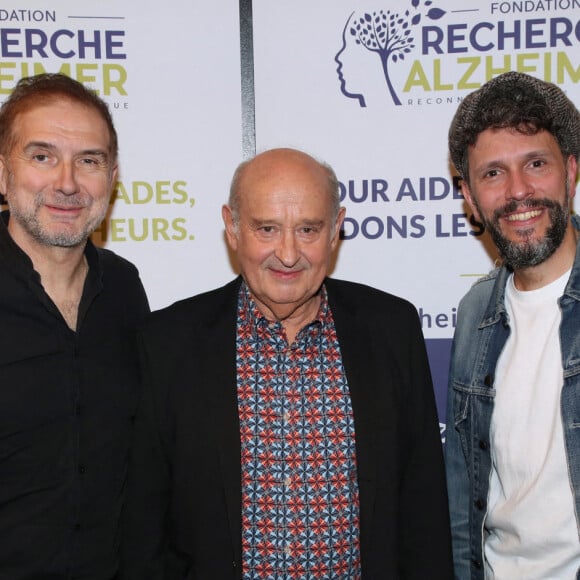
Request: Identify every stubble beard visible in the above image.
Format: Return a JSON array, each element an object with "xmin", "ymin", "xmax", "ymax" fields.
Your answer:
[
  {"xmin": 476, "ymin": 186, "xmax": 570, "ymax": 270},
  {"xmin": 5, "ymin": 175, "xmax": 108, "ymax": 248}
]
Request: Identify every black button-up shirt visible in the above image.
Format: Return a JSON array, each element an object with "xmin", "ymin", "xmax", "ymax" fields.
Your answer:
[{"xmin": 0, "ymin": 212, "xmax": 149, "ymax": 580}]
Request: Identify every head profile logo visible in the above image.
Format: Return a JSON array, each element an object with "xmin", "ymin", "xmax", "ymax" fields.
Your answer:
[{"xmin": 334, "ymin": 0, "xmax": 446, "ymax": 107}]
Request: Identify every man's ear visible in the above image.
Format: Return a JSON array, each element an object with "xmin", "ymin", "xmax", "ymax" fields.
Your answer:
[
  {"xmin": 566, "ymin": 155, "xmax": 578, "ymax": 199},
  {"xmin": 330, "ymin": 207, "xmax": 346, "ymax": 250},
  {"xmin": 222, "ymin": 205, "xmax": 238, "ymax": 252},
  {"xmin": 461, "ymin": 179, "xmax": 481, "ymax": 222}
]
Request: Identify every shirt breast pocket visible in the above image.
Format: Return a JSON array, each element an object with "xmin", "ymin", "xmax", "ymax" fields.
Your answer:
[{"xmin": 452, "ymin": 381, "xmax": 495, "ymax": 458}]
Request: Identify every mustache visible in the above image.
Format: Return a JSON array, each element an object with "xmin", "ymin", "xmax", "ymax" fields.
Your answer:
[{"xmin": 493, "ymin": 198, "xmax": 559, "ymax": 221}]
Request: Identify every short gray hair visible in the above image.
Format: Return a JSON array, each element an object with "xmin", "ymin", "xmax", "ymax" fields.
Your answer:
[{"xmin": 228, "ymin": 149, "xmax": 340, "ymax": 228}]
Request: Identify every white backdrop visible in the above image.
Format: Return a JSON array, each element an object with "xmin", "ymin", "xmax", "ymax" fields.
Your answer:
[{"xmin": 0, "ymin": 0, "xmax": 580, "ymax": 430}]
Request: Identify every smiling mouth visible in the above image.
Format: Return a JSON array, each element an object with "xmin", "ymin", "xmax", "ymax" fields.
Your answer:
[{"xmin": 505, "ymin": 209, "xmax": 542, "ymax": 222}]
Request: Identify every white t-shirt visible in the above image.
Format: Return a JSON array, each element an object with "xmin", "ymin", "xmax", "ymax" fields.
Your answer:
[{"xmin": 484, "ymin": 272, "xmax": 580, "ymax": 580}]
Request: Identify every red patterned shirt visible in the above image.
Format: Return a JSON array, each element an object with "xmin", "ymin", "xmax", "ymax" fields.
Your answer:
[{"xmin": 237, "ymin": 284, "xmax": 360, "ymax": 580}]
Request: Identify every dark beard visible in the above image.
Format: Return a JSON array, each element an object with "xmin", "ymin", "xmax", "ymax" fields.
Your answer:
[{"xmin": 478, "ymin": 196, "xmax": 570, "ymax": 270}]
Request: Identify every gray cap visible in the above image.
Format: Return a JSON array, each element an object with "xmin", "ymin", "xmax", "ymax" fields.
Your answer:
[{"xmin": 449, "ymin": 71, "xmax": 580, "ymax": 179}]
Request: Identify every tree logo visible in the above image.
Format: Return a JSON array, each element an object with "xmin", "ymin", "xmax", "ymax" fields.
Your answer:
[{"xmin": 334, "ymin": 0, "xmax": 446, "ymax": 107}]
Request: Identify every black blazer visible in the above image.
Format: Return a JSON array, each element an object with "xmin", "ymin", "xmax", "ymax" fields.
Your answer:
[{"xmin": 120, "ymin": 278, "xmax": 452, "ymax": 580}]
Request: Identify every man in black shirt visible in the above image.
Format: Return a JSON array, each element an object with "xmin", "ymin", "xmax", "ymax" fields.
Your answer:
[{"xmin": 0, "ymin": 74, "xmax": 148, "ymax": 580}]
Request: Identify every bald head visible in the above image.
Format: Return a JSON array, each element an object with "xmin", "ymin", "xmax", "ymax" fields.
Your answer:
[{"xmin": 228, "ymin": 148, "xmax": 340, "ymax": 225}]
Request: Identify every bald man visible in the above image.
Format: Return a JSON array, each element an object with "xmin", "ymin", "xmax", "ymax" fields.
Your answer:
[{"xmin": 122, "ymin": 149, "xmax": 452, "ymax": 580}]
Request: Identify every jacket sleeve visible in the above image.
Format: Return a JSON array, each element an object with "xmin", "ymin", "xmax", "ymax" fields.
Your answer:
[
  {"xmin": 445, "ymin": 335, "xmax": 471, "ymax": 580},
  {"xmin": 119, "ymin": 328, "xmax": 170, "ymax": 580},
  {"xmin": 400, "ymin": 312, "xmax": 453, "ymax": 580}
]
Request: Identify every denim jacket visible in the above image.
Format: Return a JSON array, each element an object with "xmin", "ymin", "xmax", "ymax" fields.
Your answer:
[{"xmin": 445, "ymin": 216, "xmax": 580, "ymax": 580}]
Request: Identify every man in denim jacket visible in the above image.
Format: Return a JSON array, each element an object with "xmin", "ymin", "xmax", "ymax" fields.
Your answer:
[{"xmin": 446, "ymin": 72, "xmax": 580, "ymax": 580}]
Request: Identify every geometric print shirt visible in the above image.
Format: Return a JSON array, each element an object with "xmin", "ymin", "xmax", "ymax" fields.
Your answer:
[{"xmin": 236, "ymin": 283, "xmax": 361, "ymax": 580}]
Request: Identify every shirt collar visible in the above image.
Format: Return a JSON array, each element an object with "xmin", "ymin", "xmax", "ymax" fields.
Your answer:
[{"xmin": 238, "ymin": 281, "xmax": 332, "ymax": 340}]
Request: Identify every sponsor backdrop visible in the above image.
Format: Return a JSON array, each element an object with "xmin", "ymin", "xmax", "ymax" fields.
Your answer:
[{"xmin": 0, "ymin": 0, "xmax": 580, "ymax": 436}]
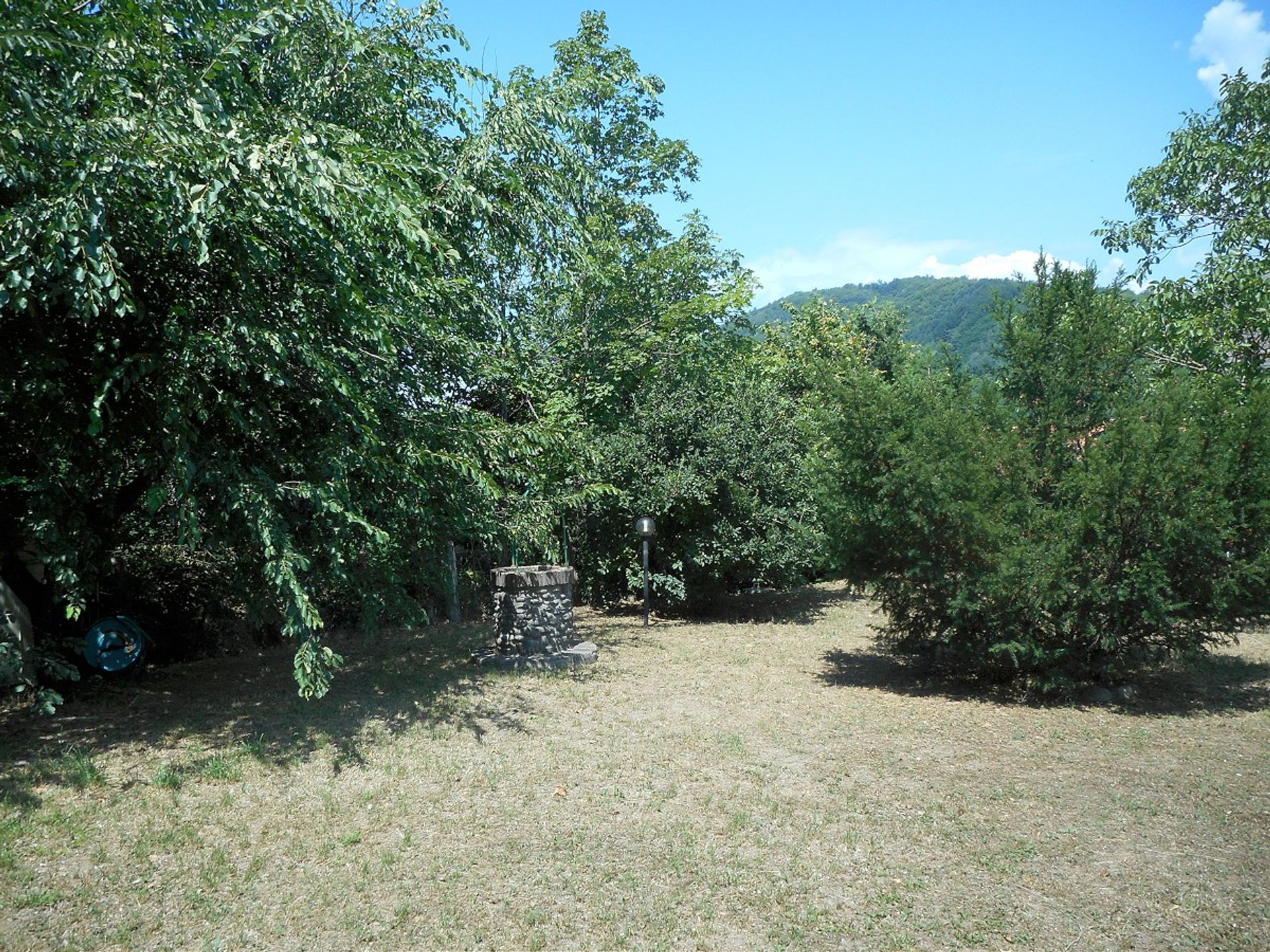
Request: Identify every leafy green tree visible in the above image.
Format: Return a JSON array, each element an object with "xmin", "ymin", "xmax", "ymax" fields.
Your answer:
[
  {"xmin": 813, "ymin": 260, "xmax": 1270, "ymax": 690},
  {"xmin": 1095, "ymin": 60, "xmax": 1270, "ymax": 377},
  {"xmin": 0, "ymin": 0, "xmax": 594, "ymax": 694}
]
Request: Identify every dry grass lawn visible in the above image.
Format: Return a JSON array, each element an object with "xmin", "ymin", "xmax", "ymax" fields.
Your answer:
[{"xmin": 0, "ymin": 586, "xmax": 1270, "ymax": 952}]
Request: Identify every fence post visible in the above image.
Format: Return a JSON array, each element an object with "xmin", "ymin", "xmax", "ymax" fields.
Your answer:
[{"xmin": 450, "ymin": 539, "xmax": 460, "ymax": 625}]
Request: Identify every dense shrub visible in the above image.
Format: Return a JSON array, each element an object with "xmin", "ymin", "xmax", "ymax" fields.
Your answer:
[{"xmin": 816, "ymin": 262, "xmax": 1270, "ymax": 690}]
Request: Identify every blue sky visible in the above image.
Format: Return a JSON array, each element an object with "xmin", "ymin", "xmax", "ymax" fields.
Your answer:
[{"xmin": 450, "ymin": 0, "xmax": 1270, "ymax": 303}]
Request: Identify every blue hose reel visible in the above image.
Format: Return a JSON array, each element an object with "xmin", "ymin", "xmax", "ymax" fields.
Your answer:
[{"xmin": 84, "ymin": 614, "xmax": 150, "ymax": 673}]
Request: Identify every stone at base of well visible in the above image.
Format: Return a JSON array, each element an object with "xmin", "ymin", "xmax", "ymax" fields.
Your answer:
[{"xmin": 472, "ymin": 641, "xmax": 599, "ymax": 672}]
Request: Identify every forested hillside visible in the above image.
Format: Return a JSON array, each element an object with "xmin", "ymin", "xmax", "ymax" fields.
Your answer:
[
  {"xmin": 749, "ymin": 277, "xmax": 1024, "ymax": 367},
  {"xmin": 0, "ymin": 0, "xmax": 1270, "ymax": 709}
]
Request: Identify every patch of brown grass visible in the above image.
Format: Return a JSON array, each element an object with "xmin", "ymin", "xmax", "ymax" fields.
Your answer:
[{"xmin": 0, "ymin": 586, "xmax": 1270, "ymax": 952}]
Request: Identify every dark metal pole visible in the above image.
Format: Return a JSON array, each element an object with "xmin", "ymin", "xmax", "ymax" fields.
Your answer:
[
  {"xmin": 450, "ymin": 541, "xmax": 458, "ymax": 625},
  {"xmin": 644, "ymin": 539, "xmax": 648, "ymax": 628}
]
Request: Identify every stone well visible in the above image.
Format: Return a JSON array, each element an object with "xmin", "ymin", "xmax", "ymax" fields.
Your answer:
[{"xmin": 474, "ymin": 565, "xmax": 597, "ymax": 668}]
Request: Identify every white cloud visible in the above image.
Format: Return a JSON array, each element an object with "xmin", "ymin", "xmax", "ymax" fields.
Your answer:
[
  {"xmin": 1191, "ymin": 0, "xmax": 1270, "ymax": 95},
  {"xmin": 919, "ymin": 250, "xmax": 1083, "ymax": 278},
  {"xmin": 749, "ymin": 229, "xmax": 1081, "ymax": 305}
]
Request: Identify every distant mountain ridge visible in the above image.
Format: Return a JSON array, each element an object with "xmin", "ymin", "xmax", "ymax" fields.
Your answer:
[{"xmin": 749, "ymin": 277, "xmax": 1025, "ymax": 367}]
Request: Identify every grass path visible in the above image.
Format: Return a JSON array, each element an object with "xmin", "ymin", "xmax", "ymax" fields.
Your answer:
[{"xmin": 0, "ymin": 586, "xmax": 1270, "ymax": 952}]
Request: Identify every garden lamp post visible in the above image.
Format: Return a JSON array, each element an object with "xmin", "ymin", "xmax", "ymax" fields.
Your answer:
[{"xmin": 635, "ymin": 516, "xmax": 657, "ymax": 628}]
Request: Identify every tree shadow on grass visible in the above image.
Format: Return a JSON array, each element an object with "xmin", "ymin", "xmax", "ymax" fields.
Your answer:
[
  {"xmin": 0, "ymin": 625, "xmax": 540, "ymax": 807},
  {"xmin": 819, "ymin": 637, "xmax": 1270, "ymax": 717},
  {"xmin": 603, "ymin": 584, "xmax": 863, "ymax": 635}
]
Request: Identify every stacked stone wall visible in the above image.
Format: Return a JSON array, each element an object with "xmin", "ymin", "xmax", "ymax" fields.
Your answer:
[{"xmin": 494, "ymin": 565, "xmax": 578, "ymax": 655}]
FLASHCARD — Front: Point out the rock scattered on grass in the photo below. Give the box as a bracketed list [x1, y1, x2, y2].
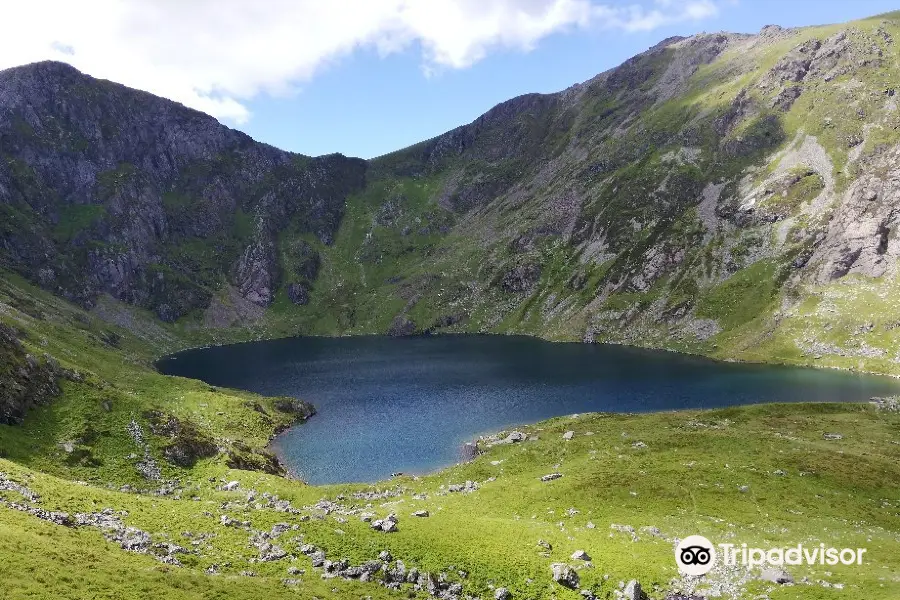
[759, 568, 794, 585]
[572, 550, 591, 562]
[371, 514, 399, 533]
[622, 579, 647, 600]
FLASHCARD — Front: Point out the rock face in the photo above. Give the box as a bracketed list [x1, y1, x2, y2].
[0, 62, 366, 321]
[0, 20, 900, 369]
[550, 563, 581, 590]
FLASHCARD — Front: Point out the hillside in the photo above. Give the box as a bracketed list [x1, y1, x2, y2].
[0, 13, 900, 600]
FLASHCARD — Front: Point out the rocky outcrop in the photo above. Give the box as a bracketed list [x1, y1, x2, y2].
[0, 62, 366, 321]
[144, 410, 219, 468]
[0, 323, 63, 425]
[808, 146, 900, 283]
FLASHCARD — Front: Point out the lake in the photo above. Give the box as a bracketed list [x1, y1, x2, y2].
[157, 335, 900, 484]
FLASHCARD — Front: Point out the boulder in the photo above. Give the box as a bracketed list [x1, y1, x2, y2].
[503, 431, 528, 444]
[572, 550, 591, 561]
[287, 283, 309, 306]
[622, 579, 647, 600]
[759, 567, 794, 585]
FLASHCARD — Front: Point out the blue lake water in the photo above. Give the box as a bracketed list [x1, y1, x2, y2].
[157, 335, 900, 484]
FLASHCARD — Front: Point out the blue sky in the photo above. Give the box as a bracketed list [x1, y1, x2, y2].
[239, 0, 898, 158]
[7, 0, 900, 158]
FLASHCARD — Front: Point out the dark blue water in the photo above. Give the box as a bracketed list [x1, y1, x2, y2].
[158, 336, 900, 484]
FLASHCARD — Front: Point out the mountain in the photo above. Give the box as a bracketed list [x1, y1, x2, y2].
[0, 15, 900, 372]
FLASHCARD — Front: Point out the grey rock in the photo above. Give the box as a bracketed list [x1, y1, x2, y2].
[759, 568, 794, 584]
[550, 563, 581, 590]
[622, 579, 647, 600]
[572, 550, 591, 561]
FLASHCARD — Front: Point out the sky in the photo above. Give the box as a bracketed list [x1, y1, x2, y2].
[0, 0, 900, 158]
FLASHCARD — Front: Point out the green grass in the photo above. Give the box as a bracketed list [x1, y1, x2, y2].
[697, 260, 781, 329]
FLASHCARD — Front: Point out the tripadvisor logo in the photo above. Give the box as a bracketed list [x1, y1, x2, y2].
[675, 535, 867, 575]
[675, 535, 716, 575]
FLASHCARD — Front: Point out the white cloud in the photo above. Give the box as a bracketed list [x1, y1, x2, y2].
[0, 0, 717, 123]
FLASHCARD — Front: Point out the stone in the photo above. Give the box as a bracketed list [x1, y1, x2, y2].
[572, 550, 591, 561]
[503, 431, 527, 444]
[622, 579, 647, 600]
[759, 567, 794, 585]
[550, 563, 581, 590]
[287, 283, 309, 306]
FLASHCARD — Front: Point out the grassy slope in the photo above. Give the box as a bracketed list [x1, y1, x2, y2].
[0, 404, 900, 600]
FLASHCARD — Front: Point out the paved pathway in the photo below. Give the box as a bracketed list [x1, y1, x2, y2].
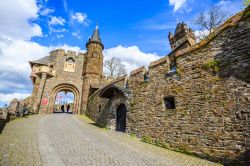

============

> [Required task]: Reproduce word for word the part of the items that begins with the line containing "FLASHCARD — Front: Point out the rocky" and ends with the line containing "[808, 146, 900, 283]", both of those lines included.

> [Result for this exercise]:
FLASHCARD — Front: Point out the rocky outcrop in the photo above. Give the box as a bracketed list [x1, y1, x2, y2].
[0, 62, 366, 321]
[144, 410, 219, 468]
[0, 323, 63, 425]
[808, 146, 900, 283]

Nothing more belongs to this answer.